• [Prompt 1]
In the piece on the Morgnec Road Solar project, which organization did Dr. Lewis co-found?
• [Prompt 2]
Take up the piece on the Morgnec Road Solar project after its final sentence and continue writing it.

It is notable that, in his dismissive attack on my support for the Morgnec Road Solar project, Dr. Lewis elected not to disclose either his role as co-founder of Kent Conservation and Preservation Alliance (KCPA) whose stated mission is perpetual preservation of 100% of existing Kent County farmland regardless of property owners’ rights and needs and the economic, environmental, or social merits of alternative land use proposals; or the fact that the gated entrance to his 322-acre waterfront estate happens to be down the road from the proposed solar project location. Might there be an overarching self-interest component to Dr. Lewis’ objection to this project?

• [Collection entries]
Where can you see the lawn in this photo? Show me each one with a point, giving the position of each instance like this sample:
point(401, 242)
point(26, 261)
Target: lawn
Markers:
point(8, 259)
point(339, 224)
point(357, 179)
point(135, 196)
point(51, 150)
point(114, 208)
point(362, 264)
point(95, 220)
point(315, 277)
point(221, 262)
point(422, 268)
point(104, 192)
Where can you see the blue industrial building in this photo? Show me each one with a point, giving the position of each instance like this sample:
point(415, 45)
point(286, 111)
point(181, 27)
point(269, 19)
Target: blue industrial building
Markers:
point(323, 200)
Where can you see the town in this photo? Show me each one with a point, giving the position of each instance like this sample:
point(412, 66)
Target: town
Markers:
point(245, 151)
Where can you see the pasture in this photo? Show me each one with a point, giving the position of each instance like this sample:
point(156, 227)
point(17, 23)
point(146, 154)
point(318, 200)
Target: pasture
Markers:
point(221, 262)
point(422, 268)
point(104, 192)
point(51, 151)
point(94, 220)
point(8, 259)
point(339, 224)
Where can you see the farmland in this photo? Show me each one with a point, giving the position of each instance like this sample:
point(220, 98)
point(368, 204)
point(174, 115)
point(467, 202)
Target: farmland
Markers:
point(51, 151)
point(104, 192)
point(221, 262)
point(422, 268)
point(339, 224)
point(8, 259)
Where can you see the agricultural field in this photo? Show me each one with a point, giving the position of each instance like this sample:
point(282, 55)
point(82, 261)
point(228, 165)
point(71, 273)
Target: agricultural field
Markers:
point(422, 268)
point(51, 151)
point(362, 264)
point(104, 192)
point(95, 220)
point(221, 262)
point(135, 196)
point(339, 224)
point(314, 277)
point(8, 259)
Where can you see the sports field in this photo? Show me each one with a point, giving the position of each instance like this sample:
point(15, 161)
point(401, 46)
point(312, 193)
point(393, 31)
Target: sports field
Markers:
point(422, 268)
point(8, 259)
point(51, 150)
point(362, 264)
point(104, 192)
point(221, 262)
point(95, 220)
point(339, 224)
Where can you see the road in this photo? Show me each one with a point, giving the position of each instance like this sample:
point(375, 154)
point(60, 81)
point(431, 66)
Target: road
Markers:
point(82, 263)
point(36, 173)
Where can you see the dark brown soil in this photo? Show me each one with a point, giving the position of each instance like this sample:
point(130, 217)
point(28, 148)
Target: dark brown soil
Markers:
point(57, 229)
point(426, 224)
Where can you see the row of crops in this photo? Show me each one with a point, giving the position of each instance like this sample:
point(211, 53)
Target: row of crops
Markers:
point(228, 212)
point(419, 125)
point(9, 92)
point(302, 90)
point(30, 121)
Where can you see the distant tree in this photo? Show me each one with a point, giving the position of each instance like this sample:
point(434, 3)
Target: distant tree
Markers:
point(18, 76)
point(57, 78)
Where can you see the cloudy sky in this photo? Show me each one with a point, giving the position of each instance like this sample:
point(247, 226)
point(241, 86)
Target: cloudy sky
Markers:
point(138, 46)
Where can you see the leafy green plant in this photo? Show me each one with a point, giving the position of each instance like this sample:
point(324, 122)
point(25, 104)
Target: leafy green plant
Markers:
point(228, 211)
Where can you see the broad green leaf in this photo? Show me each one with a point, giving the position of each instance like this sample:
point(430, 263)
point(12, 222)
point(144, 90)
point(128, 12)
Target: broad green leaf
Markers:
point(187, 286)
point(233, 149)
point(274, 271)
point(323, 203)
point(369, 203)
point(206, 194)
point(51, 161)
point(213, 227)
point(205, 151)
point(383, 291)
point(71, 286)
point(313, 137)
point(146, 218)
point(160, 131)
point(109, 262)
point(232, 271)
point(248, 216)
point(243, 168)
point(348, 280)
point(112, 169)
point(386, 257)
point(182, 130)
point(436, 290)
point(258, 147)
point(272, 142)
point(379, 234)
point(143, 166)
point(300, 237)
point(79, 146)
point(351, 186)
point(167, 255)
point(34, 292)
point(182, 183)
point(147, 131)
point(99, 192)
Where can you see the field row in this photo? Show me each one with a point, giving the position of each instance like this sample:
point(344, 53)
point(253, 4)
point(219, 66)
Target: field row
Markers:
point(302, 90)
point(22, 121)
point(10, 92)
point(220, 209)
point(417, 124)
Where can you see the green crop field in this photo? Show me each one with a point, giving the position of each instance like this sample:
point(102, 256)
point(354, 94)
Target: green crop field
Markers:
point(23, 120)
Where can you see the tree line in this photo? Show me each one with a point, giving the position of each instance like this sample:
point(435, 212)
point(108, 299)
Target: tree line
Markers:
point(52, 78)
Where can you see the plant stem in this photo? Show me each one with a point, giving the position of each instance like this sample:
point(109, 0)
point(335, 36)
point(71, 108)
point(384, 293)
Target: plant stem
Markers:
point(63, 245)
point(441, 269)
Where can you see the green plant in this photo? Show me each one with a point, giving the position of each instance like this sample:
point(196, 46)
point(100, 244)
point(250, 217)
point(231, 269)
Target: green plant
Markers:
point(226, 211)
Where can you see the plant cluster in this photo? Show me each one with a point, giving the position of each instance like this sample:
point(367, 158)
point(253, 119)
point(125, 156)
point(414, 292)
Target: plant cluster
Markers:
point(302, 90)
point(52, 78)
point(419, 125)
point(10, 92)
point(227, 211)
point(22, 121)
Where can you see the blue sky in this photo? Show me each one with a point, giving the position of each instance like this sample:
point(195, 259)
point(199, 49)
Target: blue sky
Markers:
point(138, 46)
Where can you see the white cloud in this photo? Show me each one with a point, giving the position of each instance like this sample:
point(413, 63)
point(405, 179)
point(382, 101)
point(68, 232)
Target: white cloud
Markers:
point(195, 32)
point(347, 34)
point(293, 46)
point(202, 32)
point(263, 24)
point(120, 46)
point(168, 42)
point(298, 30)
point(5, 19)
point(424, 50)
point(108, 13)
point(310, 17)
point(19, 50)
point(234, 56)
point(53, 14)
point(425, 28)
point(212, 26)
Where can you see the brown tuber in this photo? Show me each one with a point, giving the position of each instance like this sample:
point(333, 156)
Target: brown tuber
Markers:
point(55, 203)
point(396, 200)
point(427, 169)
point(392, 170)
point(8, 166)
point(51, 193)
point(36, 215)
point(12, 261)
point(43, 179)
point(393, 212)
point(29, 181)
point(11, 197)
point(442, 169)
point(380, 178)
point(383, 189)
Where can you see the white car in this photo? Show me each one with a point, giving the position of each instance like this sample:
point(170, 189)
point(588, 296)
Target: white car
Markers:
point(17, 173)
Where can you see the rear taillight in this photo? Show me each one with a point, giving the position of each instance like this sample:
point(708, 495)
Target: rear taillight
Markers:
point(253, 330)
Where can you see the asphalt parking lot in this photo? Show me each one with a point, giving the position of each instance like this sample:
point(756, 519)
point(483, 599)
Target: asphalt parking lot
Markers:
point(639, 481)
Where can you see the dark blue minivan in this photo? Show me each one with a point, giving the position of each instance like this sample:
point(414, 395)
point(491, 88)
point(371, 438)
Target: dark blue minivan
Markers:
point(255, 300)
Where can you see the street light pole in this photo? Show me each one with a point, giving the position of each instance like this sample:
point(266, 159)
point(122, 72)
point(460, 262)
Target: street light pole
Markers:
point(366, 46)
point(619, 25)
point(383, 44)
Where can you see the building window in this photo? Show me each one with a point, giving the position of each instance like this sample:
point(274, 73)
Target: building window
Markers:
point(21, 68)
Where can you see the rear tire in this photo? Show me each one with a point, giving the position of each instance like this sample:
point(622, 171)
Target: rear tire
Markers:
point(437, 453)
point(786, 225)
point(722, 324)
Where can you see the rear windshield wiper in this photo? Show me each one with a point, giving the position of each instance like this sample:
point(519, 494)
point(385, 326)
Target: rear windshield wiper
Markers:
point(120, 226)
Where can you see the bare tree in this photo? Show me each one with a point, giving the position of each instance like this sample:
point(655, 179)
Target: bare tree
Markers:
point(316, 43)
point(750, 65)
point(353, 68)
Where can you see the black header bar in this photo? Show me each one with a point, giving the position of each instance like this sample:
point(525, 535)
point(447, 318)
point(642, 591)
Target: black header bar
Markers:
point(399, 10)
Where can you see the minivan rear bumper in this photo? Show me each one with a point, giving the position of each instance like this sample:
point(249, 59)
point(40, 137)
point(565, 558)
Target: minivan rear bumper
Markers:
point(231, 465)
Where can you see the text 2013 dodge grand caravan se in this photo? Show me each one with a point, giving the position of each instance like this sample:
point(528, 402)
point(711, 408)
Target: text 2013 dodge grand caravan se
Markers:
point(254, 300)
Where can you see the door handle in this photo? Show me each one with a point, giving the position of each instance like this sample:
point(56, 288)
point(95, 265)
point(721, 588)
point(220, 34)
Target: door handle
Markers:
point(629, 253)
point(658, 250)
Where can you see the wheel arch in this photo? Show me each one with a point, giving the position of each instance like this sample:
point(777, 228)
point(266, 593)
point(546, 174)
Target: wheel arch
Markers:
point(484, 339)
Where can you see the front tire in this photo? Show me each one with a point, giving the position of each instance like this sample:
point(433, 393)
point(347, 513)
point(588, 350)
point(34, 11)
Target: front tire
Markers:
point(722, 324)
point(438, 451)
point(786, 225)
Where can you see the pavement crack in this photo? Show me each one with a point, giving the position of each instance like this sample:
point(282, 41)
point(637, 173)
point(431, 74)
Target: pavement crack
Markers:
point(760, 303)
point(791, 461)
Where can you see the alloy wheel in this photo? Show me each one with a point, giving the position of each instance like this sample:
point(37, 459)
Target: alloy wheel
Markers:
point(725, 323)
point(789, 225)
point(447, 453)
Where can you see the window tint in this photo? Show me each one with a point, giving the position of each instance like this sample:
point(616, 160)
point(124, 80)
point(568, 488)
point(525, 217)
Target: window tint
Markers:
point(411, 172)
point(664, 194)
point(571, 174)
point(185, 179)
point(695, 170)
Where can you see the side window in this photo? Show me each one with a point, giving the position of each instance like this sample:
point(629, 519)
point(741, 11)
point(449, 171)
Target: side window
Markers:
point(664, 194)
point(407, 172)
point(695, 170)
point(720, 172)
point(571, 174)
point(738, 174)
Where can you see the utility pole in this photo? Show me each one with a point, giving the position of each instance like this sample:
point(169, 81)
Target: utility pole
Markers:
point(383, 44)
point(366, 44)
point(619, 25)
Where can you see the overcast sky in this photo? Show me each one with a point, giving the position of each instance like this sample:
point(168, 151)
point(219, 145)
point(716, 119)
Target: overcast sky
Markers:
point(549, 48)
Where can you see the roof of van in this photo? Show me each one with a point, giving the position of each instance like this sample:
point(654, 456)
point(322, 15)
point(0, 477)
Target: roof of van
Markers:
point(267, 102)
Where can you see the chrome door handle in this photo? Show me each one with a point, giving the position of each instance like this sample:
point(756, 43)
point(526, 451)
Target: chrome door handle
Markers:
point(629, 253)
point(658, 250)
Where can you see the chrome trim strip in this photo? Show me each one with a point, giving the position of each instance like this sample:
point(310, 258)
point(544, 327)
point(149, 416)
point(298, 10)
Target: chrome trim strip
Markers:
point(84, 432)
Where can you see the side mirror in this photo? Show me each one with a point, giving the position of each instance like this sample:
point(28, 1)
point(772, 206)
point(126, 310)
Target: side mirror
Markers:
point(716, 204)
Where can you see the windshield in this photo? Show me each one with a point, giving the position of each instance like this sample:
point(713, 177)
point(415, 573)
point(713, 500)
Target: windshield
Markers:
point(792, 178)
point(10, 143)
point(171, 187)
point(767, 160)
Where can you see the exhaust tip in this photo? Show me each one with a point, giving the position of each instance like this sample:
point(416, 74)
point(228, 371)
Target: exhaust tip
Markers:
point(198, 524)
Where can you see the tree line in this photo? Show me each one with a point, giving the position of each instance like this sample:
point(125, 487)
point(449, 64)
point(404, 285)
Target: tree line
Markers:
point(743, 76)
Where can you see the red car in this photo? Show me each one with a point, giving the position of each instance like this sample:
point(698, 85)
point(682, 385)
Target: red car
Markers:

• [Exercise output 1]
Kent Conservation and Preservation Alliance (KCPA).

• [Exercise output 2]
Since its 2015 inception, KCPA has adamantly opposed virtually all alternative land use proposals, employing increasingly questionable tactics such as basing arguments on outdated irrelevant information and unsubstantiated “facts”; often making apples to oranges comparisons; demonizing development advocates; unconscionably twisting and misrepresenting opposing views; and regularly issuing “chicken little” predictions of pending doom in their dogged effort to achieve their goal. When presented with irrefutable data and market statistics that challenge or disprove their arguments, KCPA’s response routinely devolves into sardonic personal attacks intended to intimidate and quash differences of opinion. This strategy is in full view in Dr, Lewis’s 9/27 letter to the Spy castigating my endorsement of the Morgnec Road Solar proposal.
For readers who don’t know who or what to believe in this debate, additional information on what is known for fact relative to the proposed project is as follows:
- Since 2010, Kent County has lost between 1000 and 1500 residents to relocation and death. Given our aging population and historical opposition to development, population diminution is likely to continue. If so, by the time Chestertown is pressured to expand town limits down Morgnec Road – if ever- most principals in this debate will be dead and gone. Chestertown’s opposition to project approval and corresponding effort to hold property outside of town limits hostage to the dubious possibility of future town expansion needs – prospectively for decades– is simply wrong and unconscionable.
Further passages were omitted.